Objective: Count the lines of the records that contain the string "filled", treating uppercase and lowercase as different. Reply with only the number.

Given records:
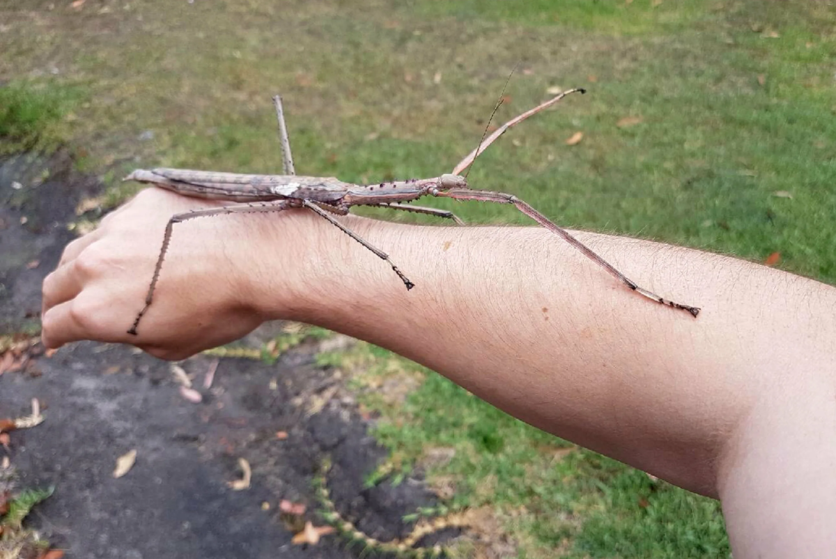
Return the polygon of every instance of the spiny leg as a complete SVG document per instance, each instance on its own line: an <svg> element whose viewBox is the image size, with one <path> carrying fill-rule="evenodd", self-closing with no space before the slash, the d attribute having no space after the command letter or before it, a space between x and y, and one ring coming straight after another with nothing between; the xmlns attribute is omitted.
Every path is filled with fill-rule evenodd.
<svg viewBox="0 0 836 559"><path fill-rule="evenodd" d="M203 210L193 210L191 212L178 213L172 216L171 218L168 220L168 223L166 225L166 234L162 238L162 248L160 249L160 255L157 257L156 265L154 266L154 275L151 277L151 283L148 285L148 295L145 295L145 305L142 307L142 310L140 310L136 315L136 319L134 321L134 324L130 326L130 330L128 331L128 333L133 336L136 336L138 334L136 329L140 326L140 321L142 320L145 312L148 311L148 307L151 305L151 300L154 298L154 290L156 289L157 281L160 280L160 270L162 269L162 263L166 259L166 253L168 252L168 246L171 242L171 231L175 223L180 223L184 221L188 221L189 219L194 219L195 218L206 218L212 215L252 213L256 212L281 212L288 208L289 208L288 202L287 200L280 200L275 203L265 202L258 204L241 204L235 206L224 206L222 208L212 208Z"/></svg>
<svg viewBox="0 0 836 559"><path fill-rule="evenodd" d="M436 208L426 208L425 206L410 206L409 204L399 204L399 203L380 203L380 204L365 204L366 206L372 206L374 208L391 208L392 209L400 209L405 212L412 212L414 213L426 213L427 215L434 215L436 218L446 218L447 219L452 219L456 222L456 225L464 225L465 223L461 219L453 213L452 212L447 210L437 209Z"/></svg>
<svg viewBox="0 0 836 559"><path fill-rule="evenodd" d="M336 225L337 227L339 227L343 231L343 233L346 233L347 235L349 235L349 237L351 237L351 238L354 239L355 241L357 241L358 243L359 243L360 244L362 244L363 246L364 246L366 249L368 249L369 250L370 250L373 253L375 253L375 254L377 255L378 258L382 259L385 260L386 262L388 262L389 265L392 267L392 269L395 271L395 273L398 274L399 278L400 278L400 280L404 282L404 285L406 286L407 290L411 290L413 287L415 286L415 284L413 284L411 281L409 280L409 278L407 278L405 275L404 275L403 272L401 272L400 269L398 269L398 267L395 266L395 263L392 262L392 260L389 258L389 254L387 254L386 253L383 252L380 249L378 249L378 248L376 248L376 247L370 244L368 241L364 240L356 233L354 233L354 231L352 231L349 228L347 228L344 225L343 225L342 223L340 223L334 218L333 218L328 212L326 212L325 210L324 210L322 208L320 208L315 203L311 202L310 200L303 200L302 203L303 203L303 205L304 205L305 208L309 208L311 210L313 210L316 213L319 213L320 216L322 216L325 219L328 219L329 222L331 222L332 223L334 223L334 225ZM337 208L334 208L333 206L329 207L329 211L330 211L331 213L341 213L340 211L337 210ZM345 210L345 213L348 213L348 210Z"/></svg>
<svg viewBox="0 0 836 559"><path fill-rule="evenodd" d="M559 235L564 241L571 244L573 247L579 250L584 254L584 256L591 259L593 262L597 264L599 266L607 270L613 277L625 285L627 287L630 288L636 293L647 297L650 300L655 301L661 305L666 305L667 306L673 307L675 309L681 309L682 310L686 310L694 318L700 314L699 307L694 307L688 305L681 305L672 300L669 300L663 297L660 297L655 293L645 290L643 287L640 287L635 281L629 279L624 274L619 272L615 269L611 264L604 260L603 258L596 254L591 249L587 247L585 244L579 241L577 238L573 237L569 233L555 223L549 221L546 216L543 215L536 209L529 206L528 203L520 200L516 196L512 194L505 194L503 192L492 192L484 190L465 190L465 189L452 189L446 192L439 192L434 193L436 196L447 197L455 198L456 200L477 200L480 202L497 202L500 203L513 204L517 209L525 213L527 216L536 221L538 223L546 228L552 233Z"/></svg>
<svg viewBox="0 0 836 559"><path fill-rule="evenodd" d="M295 175L293 168L293 156L290 152L290 138L288 136L288 126L284 123L284 110L282 108L282 98L275 95L273 104L276 105L276 118L278 119L278 142L282 146L282 173Z"/></svg>
<svg viewBox="0 0 836 559"><path fill-rule="evenodd" d="M465 156L464 159L462 159L461 161L460 161L459 164L456 165L456 167L453 169L453 174L454 175L461 175L461 172L464 171L465 169L466 169L471 165L471 163L473 162L473 160L475 160L477 158L477 156L480 153L482 153L482 151L484 151L485 150L487 150L488 146L490 146L491 144L492 144L497 140L497 138L498 138L502 134L504 134L509 128L511 128L512 126L514 126L516 125L518 125L522 121L526 120L529 116L532 116L533 115L536 115L537 113L540 112L543 109L546 109L548 107L552 106L553 105L554 105L555 103L557 103L558 101L559 101L561 99L563 99L566 95L569 95L571 93L575 93L575 92L586 93L586 90L582 89L582 88L575 88L575 89L573 89L573 90L567 90L566 91L563 91L560 95L553 97L552 99L548 100L548 101L546 101L544 103L541 103L540 105L537 105L533 109L529 109L528 110L525 111L522 115L515 116L514 118L511 119L510 121L508 121L507 122L506 122L505 124L503 124L502 126L500 126L499 128L497 128L491 136L487 136L487 139L483 140L482 141L480 141L479 142L479 146L475 150L473 150L472 151L471 151L470 153L468 153ZM498 108L498 105L497 105L497 108Z"/></svg>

Task solution: 1